Professional ratings
Review scores
| Source | Rating |
| AllMusic | Star Half star |
| The Austin Chronicle | Star |
| Entertainment Weekly | B+ |
| Muzik | Star |
| NME | 7/10 |
| Pitchfork | 7.8/10 |
| Q | Star |
| Rolling Stone | Star Half star |
| The Rolling Stone Album Guide | Star Half star |

==History==
"Les professionnels" later served as the basis for Air's 1998 single "All I Need" on their debut album Moon Safari.

Of 'Le soleil est près de moi', Nicolas Godin said: "It's the best song we ever did. It proves the best that you do isn't always the most successful. It came very naturally. The hard thing was finding a sentence to express the feeling we had. It was winter, so we wanted to have the sun near us. We did it in my living room before we were official artists, and we had so many problems with neighbours complaining about the noise of the Fender Rhodes. It was horrible."

The EP was re-released in 1999 and included two bonus tracks.

As of 2001, it has sold 77,000 copies in the United States according to Nielsen SoundScan.

Records
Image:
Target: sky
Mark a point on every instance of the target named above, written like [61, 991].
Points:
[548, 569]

==

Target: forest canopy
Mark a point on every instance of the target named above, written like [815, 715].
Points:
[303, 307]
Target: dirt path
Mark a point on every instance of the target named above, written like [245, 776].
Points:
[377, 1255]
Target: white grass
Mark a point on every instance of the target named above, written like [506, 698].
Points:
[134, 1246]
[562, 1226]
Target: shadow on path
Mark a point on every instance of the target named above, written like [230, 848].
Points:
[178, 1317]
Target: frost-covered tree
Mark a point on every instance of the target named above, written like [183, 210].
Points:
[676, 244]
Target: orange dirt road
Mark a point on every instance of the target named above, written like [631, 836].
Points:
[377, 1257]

==

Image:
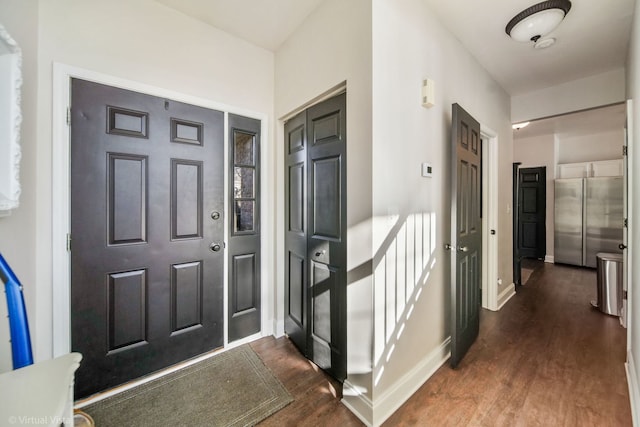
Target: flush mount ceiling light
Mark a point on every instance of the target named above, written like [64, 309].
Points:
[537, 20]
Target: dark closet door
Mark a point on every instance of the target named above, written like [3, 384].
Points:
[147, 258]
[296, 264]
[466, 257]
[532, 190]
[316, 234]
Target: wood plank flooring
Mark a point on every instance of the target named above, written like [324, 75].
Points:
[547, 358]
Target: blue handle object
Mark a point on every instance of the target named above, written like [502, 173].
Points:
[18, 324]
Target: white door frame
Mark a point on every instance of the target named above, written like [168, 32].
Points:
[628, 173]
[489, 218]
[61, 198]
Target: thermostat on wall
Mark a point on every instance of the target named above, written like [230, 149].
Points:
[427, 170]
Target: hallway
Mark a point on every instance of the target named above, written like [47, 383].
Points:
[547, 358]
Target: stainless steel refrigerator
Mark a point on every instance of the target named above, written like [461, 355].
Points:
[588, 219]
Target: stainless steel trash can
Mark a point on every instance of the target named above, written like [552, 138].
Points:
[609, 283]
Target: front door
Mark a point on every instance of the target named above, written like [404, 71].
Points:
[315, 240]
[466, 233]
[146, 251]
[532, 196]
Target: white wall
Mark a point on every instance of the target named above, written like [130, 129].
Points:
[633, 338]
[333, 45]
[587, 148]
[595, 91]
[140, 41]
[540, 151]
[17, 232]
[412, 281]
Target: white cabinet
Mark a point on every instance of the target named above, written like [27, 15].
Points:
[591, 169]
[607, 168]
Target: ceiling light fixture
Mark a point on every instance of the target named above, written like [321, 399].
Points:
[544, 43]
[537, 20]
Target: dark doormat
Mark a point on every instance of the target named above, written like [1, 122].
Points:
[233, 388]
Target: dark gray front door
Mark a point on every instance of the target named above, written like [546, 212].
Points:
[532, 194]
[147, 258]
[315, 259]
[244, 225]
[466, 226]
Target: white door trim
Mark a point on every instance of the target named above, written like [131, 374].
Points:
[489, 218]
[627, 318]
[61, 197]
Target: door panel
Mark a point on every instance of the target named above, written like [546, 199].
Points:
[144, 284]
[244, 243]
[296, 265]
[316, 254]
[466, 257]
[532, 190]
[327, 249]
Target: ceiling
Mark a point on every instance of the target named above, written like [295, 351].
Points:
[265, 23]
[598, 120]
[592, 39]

Problems and tasks =
(a) According to the text on the EP, how many copies had it sold in the United States as of 2001?
(b) Check each statement against the text on the EP and mark it yes or no, quoting the words that decide it: (i) The EP was re-released in 1999 with two bonus tracks. (ii) "Les professionnels" was the basis for a single on Air's second album. (iii) Nicolas Godin says 'Le soleil est près de moi' was recorded in a studio.
(c) Reproduce the text on the EP, starting with "Of 'Le soleil" and going on through "two bonus tracks.".

Answers by task =
(a) 77,000 copies, according to Nielsen SoundScan.

(b)
(i) Yes: "The EP was re-released in 1999 and included two bonus tracks."
(ii) No: "on their debut album Moon Safari."
(iii) No: "We did it in my living room before we were official artists"

(c)
Of 'Le soleil est près de moi', Nicolas Godin said: "It's the best song we ever did. It proves the best that you do isn't always the most successful. It came very naturally. The hard thing was finding a sentence to express the feeling we had. It was winter, so we wanted to have the sun near us. We did it in my living room before we were official artists, and we had so many problems with neighbours complaining about the noise of the Fender Rhodes. It was horrible."

The EP was re-released in 1999 and included two bonus tracks.